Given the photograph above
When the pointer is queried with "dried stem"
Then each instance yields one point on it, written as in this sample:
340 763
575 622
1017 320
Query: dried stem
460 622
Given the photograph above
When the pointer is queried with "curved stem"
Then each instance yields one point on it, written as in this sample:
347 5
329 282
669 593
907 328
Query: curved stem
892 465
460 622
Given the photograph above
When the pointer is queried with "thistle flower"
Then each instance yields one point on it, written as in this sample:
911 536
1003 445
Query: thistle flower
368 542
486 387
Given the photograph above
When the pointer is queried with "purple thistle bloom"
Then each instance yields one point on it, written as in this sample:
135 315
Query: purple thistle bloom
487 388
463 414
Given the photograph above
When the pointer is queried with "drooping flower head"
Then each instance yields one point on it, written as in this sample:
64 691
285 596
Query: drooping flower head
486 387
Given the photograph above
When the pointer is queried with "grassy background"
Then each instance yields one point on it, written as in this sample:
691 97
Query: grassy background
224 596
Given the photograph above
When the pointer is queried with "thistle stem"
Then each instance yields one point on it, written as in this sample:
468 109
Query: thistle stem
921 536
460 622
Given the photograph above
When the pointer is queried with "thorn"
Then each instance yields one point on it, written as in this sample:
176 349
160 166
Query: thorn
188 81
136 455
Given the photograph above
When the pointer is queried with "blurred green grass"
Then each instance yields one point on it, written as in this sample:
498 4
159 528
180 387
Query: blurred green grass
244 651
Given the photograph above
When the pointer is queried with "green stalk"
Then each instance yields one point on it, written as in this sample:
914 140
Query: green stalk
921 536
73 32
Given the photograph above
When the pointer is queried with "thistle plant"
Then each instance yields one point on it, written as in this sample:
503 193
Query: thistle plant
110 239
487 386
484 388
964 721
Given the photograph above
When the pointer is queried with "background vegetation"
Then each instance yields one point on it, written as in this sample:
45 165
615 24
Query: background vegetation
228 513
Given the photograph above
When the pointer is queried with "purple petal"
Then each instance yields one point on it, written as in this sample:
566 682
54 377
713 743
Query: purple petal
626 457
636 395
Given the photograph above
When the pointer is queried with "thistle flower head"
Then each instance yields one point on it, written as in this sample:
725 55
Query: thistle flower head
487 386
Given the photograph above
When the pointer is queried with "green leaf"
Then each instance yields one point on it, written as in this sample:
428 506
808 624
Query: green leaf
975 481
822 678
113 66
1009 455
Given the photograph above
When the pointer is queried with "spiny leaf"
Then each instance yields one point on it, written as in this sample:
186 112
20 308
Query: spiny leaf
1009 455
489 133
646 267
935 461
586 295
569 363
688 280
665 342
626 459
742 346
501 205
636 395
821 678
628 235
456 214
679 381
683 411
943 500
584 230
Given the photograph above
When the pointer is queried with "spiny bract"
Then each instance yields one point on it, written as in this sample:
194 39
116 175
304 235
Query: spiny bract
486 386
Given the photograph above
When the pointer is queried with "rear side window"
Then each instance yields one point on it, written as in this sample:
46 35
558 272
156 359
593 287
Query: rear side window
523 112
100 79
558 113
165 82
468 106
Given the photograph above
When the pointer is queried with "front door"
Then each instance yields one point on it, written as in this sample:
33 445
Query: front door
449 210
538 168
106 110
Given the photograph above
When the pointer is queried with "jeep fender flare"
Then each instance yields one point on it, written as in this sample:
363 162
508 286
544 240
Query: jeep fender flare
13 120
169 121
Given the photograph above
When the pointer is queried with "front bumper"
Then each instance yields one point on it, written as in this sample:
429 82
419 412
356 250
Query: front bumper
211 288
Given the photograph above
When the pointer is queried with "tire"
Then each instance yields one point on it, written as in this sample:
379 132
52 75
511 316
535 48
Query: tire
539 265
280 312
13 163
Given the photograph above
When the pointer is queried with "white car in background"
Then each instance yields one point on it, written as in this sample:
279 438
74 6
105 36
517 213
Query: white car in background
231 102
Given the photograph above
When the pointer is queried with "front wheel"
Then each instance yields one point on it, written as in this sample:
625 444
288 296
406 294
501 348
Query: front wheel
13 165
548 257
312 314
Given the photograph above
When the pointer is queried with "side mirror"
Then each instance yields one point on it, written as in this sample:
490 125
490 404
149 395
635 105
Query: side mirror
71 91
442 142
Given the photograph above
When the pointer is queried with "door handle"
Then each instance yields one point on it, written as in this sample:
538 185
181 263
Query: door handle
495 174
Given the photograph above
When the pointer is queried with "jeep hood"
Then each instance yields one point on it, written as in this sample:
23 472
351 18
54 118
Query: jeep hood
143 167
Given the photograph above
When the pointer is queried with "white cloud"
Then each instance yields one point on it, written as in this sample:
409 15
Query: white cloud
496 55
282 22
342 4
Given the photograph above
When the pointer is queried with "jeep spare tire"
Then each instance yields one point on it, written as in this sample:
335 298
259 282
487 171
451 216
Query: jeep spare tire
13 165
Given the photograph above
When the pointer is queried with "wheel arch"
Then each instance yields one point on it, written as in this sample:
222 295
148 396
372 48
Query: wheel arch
========================================
■ REQUIRED ACTION: Copy out the lines above that hold the string "arch".

■ SOLUTION:
When the pointer is queried with "wheel arch"
Query: wheel arch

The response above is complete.